* _WHAT IS NEEDED_
Search the entries for the word "this". Copy every line where it turns up.

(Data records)

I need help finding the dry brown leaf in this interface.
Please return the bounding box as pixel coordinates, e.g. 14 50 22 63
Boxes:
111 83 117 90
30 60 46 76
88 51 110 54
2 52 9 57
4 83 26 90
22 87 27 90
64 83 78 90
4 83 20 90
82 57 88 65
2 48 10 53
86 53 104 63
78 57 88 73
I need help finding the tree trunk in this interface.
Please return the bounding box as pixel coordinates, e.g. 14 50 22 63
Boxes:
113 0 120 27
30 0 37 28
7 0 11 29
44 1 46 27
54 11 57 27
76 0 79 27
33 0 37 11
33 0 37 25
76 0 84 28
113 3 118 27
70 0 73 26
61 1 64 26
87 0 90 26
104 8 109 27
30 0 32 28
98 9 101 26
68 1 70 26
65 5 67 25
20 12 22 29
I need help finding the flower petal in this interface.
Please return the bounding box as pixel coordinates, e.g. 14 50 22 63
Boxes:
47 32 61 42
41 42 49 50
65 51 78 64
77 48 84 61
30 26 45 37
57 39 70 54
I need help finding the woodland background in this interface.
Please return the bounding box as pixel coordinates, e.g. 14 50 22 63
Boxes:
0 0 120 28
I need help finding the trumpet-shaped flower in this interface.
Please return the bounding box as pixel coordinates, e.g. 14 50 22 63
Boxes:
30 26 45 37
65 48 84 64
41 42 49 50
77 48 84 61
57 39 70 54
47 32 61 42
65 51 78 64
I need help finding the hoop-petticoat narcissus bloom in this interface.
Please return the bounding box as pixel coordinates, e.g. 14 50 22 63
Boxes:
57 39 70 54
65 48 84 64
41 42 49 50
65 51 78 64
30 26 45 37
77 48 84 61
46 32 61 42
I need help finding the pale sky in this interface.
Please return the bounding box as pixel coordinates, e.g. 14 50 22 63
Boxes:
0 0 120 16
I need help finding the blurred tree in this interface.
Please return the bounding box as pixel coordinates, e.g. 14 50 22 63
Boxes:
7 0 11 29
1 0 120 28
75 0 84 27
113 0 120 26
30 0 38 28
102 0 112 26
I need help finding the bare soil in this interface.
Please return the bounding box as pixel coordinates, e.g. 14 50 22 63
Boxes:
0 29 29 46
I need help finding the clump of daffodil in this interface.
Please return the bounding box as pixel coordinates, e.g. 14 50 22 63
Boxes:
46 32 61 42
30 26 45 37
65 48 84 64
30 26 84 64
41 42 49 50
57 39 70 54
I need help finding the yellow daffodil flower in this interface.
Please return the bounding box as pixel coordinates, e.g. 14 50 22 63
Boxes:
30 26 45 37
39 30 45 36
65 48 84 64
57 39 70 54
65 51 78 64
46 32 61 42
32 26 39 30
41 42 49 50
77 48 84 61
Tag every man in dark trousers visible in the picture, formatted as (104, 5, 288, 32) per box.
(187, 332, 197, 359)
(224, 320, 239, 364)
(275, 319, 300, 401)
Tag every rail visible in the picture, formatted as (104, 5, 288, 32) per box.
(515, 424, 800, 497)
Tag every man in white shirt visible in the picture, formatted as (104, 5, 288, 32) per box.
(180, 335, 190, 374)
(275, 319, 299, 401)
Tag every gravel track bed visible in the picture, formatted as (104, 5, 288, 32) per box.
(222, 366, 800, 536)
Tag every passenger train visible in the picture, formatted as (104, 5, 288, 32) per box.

* _SOLUTION TO THE EXERCISE_
I need help finding the dry brown leaf in this interface.
I need help finding the tree trunk in this interface.
I need help finding the flower petal in this interface.
I need help finding the woodland background in this interface.
I need help finding the trumpet-shaped flower in this interface.
I need help finding the hoop-petticoat narcissus bloom in this interface.
I need help finding the pale sky in this interface.
I need help finding the blurred tree in this interface.
I need help finding the bare soil in this interface.
I need help finding the clump of daffodil in this interface.
I need help finding the yellow daffodil flower in this interface.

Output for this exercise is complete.